>> Start Quoted passage

Code protection by Heating and damaging ONLY programming pins.

Hi,

I am working on a product and don't want my code to get into others hands by extracting it by any means. I will enable the fuse bytes but I know that is not the most reliable method as I have seen many people pay extra to extract the code and duplicate it.

So I had an idea what if I heat my programming pins to such extent that it will permanently damage ONLY THOSE PINS so that no one can extract it.

If anyone had tried this or has any idea how to secure my code kindly help.

Thank you.

(deleted)

crazyman2012:
So I had an idea what if I heat my programming pins to such extent that it will permanently damage ONLY THOSE PINS so that no one can extract it.

Interesting concept.

So what happened when you tried it ?

Its a low cost experiment, ATmega328P processors are only about £1.50 ?

Doesn't prevent someone from chemically delidding your part to access the chip.
More than likely you will damage the voltage clamping diodes and end up with VCC shorted to Gnd and thus have a dead chip.

crazyman2012:
I have seen many people pay extra to extract the code and duplicate it.

I highly doubt it (by bypassing the fuse bits alone). References?

>> End Quoted passage

### What the task requires
Reproduce verbatim the stretch of the forum thread on code protection from "If anyone had" through "you tried it ?".

>> Start Extracted material

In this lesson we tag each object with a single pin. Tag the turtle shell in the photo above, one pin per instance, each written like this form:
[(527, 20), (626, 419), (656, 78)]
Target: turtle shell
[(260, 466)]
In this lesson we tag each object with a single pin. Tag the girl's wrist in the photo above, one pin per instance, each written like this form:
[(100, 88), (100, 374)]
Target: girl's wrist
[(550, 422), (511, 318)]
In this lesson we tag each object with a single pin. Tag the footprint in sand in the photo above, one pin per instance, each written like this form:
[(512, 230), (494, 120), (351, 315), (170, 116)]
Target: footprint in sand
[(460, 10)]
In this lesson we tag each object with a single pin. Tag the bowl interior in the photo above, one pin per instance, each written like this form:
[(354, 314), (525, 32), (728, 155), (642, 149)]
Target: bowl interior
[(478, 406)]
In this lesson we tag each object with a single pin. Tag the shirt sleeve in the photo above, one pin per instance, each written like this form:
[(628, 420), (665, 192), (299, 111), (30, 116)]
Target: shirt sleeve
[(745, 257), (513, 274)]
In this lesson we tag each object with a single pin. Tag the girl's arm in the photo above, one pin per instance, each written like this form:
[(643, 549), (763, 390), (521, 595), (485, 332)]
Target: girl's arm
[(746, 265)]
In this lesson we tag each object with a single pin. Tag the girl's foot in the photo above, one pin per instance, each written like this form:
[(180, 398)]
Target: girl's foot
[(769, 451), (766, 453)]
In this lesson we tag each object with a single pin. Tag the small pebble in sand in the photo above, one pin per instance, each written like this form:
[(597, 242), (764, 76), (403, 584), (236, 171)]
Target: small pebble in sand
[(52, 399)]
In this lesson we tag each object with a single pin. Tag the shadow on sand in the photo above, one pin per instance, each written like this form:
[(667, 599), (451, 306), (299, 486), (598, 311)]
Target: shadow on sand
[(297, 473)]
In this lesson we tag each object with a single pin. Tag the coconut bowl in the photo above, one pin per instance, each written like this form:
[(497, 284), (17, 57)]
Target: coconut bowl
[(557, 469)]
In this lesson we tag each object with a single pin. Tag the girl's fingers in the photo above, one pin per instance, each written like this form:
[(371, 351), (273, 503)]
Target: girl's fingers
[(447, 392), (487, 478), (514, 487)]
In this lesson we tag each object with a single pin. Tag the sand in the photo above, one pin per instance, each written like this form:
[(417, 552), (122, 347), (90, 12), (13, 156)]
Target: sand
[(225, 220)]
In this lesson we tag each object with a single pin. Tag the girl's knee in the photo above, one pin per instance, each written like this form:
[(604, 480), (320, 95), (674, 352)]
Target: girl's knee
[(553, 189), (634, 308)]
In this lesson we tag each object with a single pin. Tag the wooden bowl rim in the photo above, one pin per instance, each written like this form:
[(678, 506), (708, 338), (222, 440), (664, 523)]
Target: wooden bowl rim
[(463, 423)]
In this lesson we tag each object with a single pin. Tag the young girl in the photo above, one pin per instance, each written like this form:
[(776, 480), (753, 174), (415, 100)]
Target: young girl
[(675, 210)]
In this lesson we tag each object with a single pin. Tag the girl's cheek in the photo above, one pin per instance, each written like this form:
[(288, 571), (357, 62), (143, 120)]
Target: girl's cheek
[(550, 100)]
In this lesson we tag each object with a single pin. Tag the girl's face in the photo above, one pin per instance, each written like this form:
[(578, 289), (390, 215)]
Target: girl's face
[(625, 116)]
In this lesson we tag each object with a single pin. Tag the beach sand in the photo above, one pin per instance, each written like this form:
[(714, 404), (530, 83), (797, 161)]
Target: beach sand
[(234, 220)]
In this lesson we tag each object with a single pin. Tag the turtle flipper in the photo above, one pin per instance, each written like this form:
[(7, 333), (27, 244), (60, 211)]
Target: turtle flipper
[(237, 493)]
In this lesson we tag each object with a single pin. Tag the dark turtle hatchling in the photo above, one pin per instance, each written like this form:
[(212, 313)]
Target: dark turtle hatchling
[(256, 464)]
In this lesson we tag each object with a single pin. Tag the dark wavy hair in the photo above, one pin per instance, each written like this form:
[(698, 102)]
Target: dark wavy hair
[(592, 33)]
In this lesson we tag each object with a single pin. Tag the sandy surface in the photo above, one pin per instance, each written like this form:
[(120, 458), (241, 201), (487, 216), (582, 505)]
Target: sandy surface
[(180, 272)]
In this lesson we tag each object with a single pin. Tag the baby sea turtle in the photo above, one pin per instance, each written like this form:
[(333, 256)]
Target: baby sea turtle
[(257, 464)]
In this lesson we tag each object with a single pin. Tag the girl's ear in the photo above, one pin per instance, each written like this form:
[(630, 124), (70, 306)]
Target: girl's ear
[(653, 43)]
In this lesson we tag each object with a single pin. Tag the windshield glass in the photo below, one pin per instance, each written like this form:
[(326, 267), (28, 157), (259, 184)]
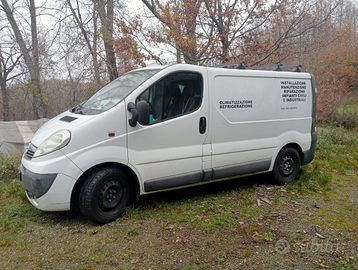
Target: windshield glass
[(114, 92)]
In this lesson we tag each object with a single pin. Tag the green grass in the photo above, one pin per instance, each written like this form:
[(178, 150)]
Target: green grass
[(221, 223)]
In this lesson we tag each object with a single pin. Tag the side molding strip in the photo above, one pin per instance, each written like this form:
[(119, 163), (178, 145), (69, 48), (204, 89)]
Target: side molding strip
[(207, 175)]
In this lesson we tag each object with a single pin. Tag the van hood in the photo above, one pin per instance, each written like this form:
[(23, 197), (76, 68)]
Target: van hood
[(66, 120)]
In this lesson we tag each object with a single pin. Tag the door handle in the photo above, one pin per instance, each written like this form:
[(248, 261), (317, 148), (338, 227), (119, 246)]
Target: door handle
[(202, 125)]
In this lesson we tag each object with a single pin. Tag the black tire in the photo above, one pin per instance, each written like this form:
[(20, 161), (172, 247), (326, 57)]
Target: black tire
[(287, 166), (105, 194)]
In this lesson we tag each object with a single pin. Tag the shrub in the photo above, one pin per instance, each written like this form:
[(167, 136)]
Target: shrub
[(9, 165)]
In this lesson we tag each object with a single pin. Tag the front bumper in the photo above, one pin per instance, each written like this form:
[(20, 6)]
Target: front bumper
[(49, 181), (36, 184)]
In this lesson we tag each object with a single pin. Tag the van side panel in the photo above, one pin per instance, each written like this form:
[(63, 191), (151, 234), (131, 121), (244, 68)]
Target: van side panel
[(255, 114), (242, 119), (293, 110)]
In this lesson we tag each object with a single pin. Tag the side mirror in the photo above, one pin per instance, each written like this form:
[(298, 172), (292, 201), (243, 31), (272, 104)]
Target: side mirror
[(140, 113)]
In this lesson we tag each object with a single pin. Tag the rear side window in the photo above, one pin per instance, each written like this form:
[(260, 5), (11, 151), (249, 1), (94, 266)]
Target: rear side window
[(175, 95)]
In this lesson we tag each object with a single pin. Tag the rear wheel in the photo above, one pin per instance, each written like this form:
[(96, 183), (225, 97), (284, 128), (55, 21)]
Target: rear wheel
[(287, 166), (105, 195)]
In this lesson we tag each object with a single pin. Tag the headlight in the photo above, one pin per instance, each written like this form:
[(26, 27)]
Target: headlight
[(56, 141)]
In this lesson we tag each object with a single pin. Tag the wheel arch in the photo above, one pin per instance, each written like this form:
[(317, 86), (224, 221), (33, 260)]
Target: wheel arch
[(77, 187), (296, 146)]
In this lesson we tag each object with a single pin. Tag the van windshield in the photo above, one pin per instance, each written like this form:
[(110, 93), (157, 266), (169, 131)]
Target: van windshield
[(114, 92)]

>> End Extracted material

### Result below
If anyone had tried this or has any idea how to secure my code kindly help.

Thank you.

(deleted)

crazyman2012:
So I had an idea what if I heat my programming pins to such extent that it will permanently damage ONLY THOSE PINS so that no one can extract it.

Interesting concept.

So what happened when you tried it ?